### Jobs
• 1. In the kayaking passage, substitute "canoe" for "kayak" and give the part from "The rough waves" to "row of rocks." again.
• 2. Answer these questions from the kayaking passage:
(a) Which book is cited for the physics of why waves are rougher on points than in harbors?
(b) What is the only application the writer knows of where a soft-edged optical refraction trick has been used?
(c) Where did the writer end up stuck high and dry?

I have been exposed to the physics that explain why waves are rougher on points than they are in harbors. (Waves and Beaches by W. Bascom). But this trip is the first time I noticed that my physical intuition has completely internalized the reasons for this. Imagining what the topology of the ocean bottom looked like around the point, I saw (in my minds eye) why the water acted like a focusing lens to magnify the effect of the waves on the point. I further noticed that unlike an optical lens, the ocean bottom gradually changes the "index of refraction" as the waves move into shallower water. This is difficult to do with an optical lens where there is a hard boundary between glass and air. The index of refraction changes abruptly at that edge. Imagine a lens made out of clear jelly that gradually changes density to gently bend light beams. The only application I know of where we (technological man) have used a soft-edged optical refraction trick is in the sheathing of optical fiber cables. And I had just paddled over two of these fibers a few kilometers back!
The rough waves around Point Arena forced me to paddle out to sea and I was only brave enough to go behind the last few visible rocks. I saw turbulence roiling up from submerged rocks under me and paddled faster to get away from them before a wave broke around me. Once I was around the point things started to calm down and I went behind a row of large rocks that ran parallel to shore. I stayed behind these rocks as the water got shallower and shallower until I found myself stuck high and dry on a stony reef. I waited for another few waves to pick my keel up, then polled my kayak into a deeper channel I had seen exposed between waves. The water got deeper again behind the reef and I paddled as far as I could before the cliff turned out and forced me to follow it out behind the long row of rocks.

### Information supplied
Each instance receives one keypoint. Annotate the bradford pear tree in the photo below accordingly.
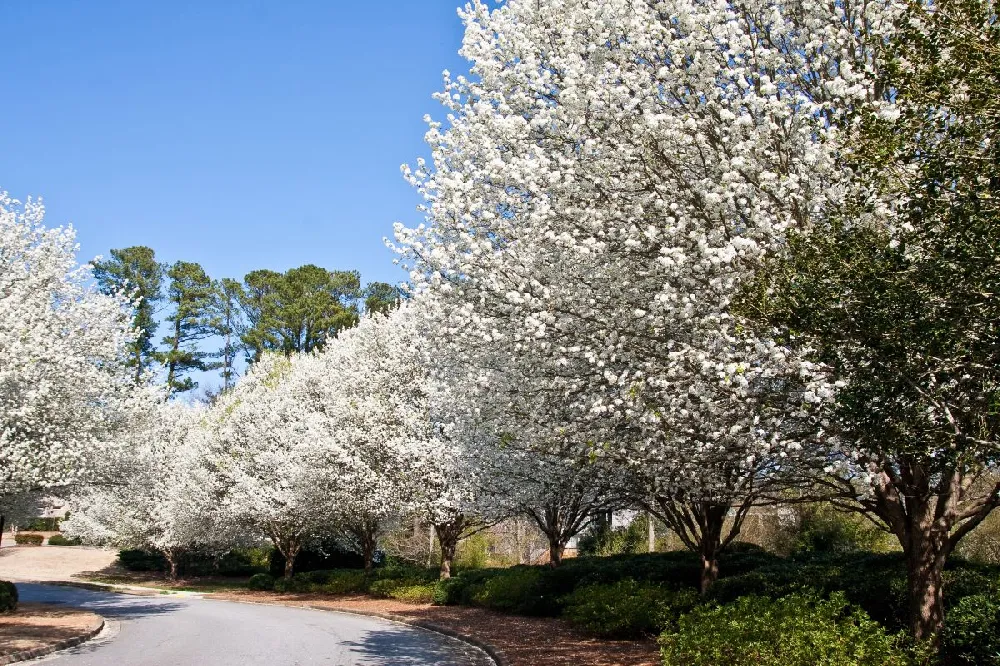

### Solutions to the tasks
• 1.
The rough waves around Point Arena forced me to paddle out to sea and I was only brave enough to go behind the last few visible rocks. I saw turbulence roiling up from submerged rocks under me and paddled faster to get away from them before a wave broke around me. Once I was around the point things started to calm down and I went behind a row of large rocks that ran parallel to shore. I stayed behind these rocks as the water got shallower and shallower until I found myself stuck high and dry on a stony reef. I waited for another few waves to pick my keel up, then polled my canoe into a deeper channel I had seen exposed between waves. The water got deeper again behind the reef and I paddled as far as I could before the cliff turned out and forced me to follow it out behind the long row of rocks.

• 2.
(a) Waves and Beaches by W. Bascom.
(b) The sheathing of optical fiber cables.
(c) On a stony reef.